_Task objective_
Each entry in the listing below should be restated word for word.

>> START Information supplied

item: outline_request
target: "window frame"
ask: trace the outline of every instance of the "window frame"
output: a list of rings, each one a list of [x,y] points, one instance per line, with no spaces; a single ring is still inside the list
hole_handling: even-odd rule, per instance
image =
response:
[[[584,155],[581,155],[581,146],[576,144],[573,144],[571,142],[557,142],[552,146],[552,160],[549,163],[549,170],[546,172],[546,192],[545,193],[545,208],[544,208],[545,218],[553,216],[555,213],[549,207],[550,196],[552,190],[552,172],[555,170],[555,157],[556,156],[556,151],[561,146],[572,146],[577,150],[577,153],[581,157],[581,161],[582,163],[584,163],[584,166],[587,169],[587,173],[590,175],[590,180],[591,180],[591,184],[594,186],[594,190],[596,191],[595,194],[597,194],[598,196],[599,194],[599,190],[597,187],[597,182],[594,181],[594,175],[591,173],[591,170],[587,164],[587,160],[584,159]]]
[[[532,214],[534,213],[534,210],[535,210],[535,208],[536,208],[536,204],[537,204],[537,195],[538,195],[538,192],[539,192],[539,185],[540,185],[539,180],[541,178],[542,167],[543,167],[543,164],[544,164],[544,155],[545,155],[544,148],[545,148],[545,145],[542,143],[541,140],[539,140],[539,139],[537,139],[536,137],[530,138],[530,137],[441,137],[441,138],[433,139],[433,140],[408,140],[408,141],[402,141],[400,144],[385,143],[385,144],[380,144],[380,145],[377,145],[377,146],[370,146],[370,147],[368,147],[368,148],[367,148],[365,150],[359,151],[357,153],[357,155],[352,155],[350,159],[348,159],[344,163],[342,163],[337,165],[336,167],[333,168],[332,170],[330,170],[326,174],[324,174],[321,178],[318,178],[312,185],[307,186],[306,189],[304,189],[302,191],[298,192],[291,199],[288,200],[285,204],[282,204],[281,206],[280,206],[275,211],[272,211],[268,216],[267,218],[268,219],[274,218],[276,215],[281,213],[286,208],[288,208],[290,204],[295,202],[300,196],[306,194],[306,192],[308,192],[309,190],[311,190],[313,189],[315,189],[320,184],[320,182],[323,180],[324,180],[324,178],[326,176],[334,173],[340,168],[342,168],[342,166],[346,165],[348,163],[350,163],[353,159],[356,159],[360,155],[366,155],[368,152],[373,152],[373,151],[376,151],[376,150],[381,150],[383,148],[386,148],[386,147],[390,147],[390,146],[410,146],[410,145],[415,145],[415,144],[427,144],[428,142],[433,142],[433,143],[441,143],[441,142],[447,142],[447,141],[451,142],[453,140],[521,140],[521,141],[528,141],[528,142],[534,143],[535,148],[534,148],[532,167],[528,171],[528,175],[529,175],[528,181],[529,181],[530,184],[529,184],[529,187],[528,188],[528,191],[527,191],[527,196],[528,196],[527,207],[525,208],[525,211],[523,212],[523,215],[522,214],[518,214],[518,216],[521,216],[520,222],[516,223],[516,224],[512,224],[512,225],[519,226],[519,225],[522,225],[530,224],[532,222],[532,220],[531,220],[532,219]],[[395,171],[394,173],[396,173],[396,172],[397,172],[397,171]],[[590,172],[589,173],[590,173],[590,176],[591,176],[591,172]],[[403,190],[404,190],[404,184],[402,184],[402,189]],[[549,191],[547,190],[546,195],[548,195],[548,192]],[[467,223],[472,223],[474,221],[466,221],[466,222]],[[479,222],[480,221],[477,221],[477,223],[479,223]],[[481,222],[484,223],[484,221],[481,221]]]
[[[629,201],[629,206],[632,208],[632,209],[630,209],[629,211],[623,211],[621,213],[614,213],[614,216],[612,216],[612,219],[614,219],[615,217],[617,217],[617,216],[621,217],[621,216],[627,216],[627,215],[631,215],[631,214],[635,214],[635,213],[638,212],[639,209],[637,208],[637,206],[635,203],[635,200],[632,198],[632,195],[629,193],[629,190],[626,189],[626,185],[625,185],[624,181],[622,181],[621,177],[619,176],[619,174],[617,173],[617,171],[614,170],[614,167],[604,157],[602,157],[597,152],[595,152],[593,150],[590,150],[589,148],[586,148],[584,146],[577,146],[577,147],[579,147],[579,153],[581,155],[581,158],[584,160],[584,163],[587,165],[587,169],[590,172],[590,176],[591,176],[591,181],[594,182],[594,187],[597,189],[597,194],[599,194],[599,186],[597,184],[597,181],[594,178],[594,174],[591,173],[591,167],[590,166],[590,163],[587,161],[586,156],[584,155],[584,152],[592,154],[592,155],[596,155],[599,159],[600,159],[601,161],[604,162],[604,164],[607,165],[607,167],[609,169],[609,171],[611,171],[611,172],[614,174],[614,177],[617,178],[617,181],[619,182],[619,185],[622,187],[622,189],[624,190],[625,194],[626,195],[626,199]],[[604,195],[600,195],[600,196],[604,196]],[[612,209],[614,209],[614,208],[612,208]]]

>> END Information supplied

_Written answer_
item: outline_request
target: "window frame"
ask: trace the outline of every instance of the "window frame"
output: a list of rings, each one a list of [x,y] points, one instance per line, with no spaces; a single ring is still inside the list
hole_handling: even-odd rule, per instance
image =
response:
[[[584,155],[581,155],[581,146],[576,144],[573,144],[571,142],[557,142],[552,146],[552,160],[549,163],[549,170],[546,172],[546,192],[545,193],[545,208],[544,208],[545,218],[553,216],[555,213],[549,207],[550,196],[552,190],[552,172],[555,170],[555,157],[556,156],[556,151],[561,146],[572,146],[577,150],[577,153],[581,157],[581,161],[582,163],[584,163],[584,166],[587,169],[587,173],[590,175],[590,180],[591,180],[591,184],[594,186],[594,190],[596,191],[595,194],[597,194],[598,196],[599,194],[599,190],[597,187],[597,182],[594,181],[594,175],[591,173],[591,170],[587,164],[587,160],[584,159]]]
[[[532,214],[534,213],[534,210],[535,210],[535,208],[536,208],[536,204],[537,204],[537,195],[538,195],[538,192],[539,192],[539,185],[540,185],[539,180],[541,178],[542,167],[543,167],[543,164],[544,164],[544,155],[545,155],[544,148],[545,148],[545,145],[542,143],[541,140],[539,140],[539,139],[537,139],[536,137],[530,138],[530,137],[441,137],[441,138],[433,139],[433,140],[408,140],[408,141],[402,141],[400,144],[385,143],[385,144],[380,144],[380,145],[377,145],[377,146],[370,146],[370,147],[368,147],[368,148],[367,148],[365,150],[359,151],[357,153],[357,155],[352,155],[350,159],[348,159],[344,163],[342,163],[337,165],[336,167],[333,168],[332,170],[330,170],[326,174],[324,174],[321,178],[318,178],[312,185],[307,186],[306,189],[304,189],[302,191],[298,192],[291,199],[288,200],[285,204],[282,204],[281,206],[280,206],[275,211],[272,211],[268,216],[267,218],[268,219],[274,218],[276,215],[281,213],[286,208],[288,208],[290,204],[295,202],[300,196],[306,194],[306,192],[308,192],[309,190],[311,190],[313,189],[315,189],[320,184],[320,182],[323,180],[324,180],[324,178],[326,176],[334,173],[340,168],[342,168],[342,166],[346,165],[348,163],[350,163],[353,159],[356,159],[360,155],[366,155],[368,152],[373,152],[373,151],[376,151],[376,150],[381,150],[383,148],[386,148],[386,147],[390,147],[390,146],[410,146],[410,145],[415,145],[415,144],[427,144],[428,142],[433,142],[433,143],[441,143],[441,142],[447,142],[447,141],[451,142],[453,140],[521,140],[521,141],[528,141],[528,142],[534,143],[535,148],[534,148],[532,167],[528,171],[528,175],[529,175],[528,181],[529,181],[530,184],[529,184],[529,187],[528,188],[528,191],[527,191],[527,196],[528,196],[527,207],[525,208],[525,211],[523,212],[523,215],[522,214],[518,214],[518,216],[521,216],[520,222],[516,223],[516,224],[512,224],[512,225],[519,226],[519,225],[522,225],[530,224],[532,222],[532,220],[531,220],[532,219]],[[395,171],[394,173],[396,173],[396,172],[397,172],[397,171]],[[590,172],[589,173],[590,173],[590,176],[591,176],[591,172]],[[403,190],[404,190],[404,184],[402,184],[402,189]],[[549,191],[547,190],[546,195],[548,195],[548,192]],[[467,223],[472,223],[474,221],[466,221],[466,222]],[[479,222],[480,221],[477,221],[477,223],[479,223]],[[481,222],[484,223],[484,221],[481,221]]]
[[[629,201],[629,206],[632,208],[632,209],[630,209],[629,211],[623,211],[621,213],[614,213],[614,216],[612,216],[612,219],[614,219],[615,217],[617,217],[617,216],[621,217],[621,216],[627,216],[627,215],[631,215],[631,214],[635,214],[635,213],[638,212],[639,209],[637,208],[637,206],[635,203],[635,200],[632,198],[632,195],[629,193],[629,190],[626,189],[626,185],[625,185],[624,181],[622,181],[621,177],[619,176],[619,174],[617,173],[617,171],[614,170],[614,167],[604,157],[602,157],[597,152],[595,152],[593,150],[590,150],[589,148],[586,148],[584,146],[577,146],[577,147],[579,147],[579,153],[581,155],[581,158],[584,160],[584,163],[587,165],[587,169],[590,172],[590,176],[591,176],[591,181],[594,182],[594,187],[597,189],[597,194],[599,194],[599,186],[597,184],[597,181],[594,178],[594,174],[591,173],[591,167],[590,166],[590,163],[587,161],[586,156],[584,155],[584,152],[592,154],[592,155],[596,155],[599,159],[600,159],[601,161],[604,162],[604,164],[607,165],[607,167],[609,169],[609,171],[611,171],[611,172],[614,174],[614,177],[617,178],[617,181],[619,182],[619,185],[622,187],[622,189],[624,190],[625,194],[626,195],[626,199]],[[604,195],[600,195],[600,196],[604,196]],[[612,209],[614,209],[614,208],[612,208]]]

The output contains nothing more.